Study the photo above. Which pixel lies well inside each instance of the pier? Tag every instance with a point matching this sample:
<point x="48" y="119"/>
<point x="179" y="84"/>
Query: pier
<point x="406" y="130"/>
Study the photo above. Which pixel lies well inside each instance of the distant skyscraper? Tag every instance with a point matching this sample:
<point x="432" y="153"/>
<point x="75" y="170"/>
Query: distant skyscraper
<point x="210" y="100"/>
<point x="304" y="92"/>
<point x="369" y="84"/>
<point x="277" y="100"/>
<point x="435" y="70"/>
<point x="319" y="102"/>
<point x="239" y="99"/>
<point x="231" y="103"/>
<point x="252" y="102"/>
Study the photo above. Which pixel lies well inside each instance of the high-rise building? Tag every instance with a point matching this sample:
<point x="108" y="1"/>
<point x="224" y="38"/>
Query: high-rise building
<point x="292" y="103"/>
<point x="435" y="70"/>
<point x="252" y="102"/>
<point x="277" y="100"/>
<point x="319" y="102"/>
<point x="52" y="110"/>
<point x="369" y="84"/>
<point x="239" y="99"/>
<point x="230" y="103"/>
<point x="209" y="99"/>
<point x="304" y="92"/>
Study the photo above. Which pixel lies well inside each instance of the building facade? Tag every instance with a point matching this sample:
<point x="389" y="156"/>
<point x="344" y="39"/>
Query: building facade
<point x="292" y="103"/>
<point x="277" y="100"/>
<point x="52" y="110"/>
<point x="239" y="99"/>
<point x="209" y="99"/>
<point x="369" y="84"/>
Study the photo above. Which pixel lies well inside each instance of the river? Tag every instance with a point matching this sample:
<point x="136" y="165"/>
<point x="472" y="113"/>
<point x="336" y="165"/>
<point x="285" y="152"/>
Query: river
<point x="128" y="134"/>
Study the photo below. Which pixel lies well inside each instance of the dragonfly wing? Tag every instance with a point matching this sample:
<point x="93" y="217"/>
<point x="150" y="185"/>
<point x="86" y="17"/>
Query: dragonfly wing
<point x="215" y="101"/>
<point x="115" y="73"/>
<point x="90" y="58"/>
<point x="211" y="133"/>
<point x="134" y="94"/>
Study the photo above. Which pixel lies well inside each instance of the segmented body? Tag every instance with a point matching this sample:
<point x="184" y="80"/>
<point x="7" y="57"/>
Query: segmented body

Exercise directions:
Return the material in full, exactly as shown.

Solution to the exercise:
Study the photo above. Which pixel lies well inside each instance of the pier? Tag every instance with a point matching this sample:
<point x="48" y="119"/>
<point x="179" y="84"/>
Query: pier
<point x="406" y="130"/>
Study the photo above. Which pixel lies well inside each instance of the distant skyscraper? Tag every instance with a point matching this sample:
<point x="432" y="153"/>
<point x="75" y="170"/>
Query: distant skyscraper
<point x="210" y="100"/>
<point x="304" y="92"/>
<point x="369" y="84"/>
<point x="277" y="100"/>
<point x="435" y="70"/>
<point x="319" y="102"/>
<point x="239" y="99"/>
<point x="231" y="103"/>
<point x="252" y="102"/>
Study the photo above. Which pixel lies well inside each instance of the high-rise building? Tag every instance with a point matching this sample:
<point x="108" y="1"/>
<point x="224" y="38"/>
Query: high-rise building
<point x="292" y="103"/>
<point x="435" y="70"/>
<point x="252" y="102"/>
<point x="277" y="100"/>
<point x="319" y="102"/>
<point x="52" y="110"/>
<point x="369" y="84"/>
<point x="239" y="99"/>
<point x="230" y="103"/>
<point x="209" y="99"/>
<point x="304" y="92"/>
Study the photo above. Which pixel lies well inside each instance of the building facade? Tag every instance with a point matching this sample:
<point x="389" y="156"/>
<point x="344" y="39"/>
Query: building facade
<point x="292" y="103"/>
<point x="277" y="100"/>
<point x="52" y="110"/>
<point x="239" y="99"/>
<point x="209" y="99"/>
<point x="369" y="84"/>
Study the photo above. Which pixel lies well inside each instance of the river? Tag every instance with a point matching this sample:
<point x="136" y="165"/>
<point x="472" y="113"/>
<point x="336" y="165"/>
<point x="285" y="152"/>
Query: river
<point x="128" y="134"/>
Study the photo below. Which pixel lies well inside each instance of the dragonfly wing? Tag every instance with a point matching this sample:
<point x="93" y="217"/>
<point x="150" y="185"/>
<point x="86" y="17"/>
Query: dragonfly wing
<point x="215" y="101"/>
<point x="115" y="73"/>
<point x="90" y="58"/>
<point x="211" y="133"/>
<point x="134" y="94"/>
Study the photo above. Which pixel lies well inside each instance of the segmented body? Tag every instance with a point matching this sample:
<point x="184" y="80"/>
<point x="7" y="57"/>
Query: segmented body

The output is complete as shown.